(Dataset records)
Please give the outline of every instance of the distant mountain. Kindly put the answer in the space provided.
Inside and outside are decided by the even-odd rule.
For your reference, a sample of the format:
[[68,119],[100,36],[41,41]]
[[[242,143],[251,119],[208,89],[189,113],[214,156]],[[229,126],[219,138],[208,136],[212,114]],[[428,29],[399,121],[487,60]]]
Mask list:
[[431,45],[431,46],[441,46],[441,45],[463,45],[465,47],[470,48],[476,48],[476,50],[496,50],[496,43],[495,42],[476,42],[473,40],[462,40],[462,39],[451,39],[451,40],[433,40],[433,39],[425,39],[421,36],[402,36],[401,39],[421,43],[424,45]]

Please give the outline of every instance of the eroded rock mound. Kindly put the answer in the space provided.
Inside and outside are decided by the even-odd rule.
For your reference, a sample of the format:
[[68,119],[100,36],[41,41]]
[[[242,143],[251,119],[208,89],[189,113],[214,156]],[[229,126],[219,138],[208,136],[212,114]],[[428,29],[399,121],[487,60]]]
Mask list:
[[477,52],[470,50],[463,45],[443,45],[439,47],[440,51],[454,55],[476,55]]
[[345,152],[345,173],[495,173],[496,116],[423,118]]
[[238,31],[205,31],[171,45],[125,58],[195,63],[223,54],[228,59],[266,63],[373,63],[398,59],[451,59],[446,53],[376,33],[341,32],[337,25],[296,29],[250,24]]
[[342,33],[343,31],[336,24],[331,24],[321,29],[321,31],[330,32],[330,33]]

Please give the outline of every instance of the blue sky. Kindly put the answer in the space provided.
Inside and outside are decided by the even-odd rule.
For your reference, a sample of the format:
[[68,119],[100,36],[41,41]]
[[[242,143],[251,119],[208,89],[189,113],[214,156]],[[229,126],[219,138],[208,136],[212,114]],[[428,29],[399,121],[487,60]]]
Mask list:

* * *

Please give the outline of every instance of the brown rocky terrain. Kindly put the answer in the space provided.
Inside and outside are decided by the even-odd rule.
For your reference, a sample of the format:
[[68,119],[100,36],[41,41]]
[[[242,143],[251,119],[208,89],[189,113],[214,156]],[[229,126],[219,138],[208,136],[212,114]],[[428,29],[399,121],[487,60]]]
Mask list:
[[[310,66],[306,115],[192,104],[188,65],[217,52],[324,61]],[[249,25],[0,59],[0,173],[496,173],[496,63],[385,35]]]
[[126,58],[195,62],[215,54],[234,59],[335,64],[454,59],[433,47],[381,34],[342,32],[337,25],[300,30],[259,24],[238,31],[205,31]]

-- Prompt --
Return each line in the entries above that contains the word "give", matching upper and lower case exactly.

-- Final answer --
Please give the outline of every instance of the distant mountain. Kindly put the answer in the space provided.
Please give the outline of every instance of the eroded rock mound. Kindly put the answer in the space provided.
Please give the outline of every instance of the blue sky. Kindly put the answer in the space provided.
Please give the outline of every instance of the brown rocky terrain. Kindly put the answer in the space provided.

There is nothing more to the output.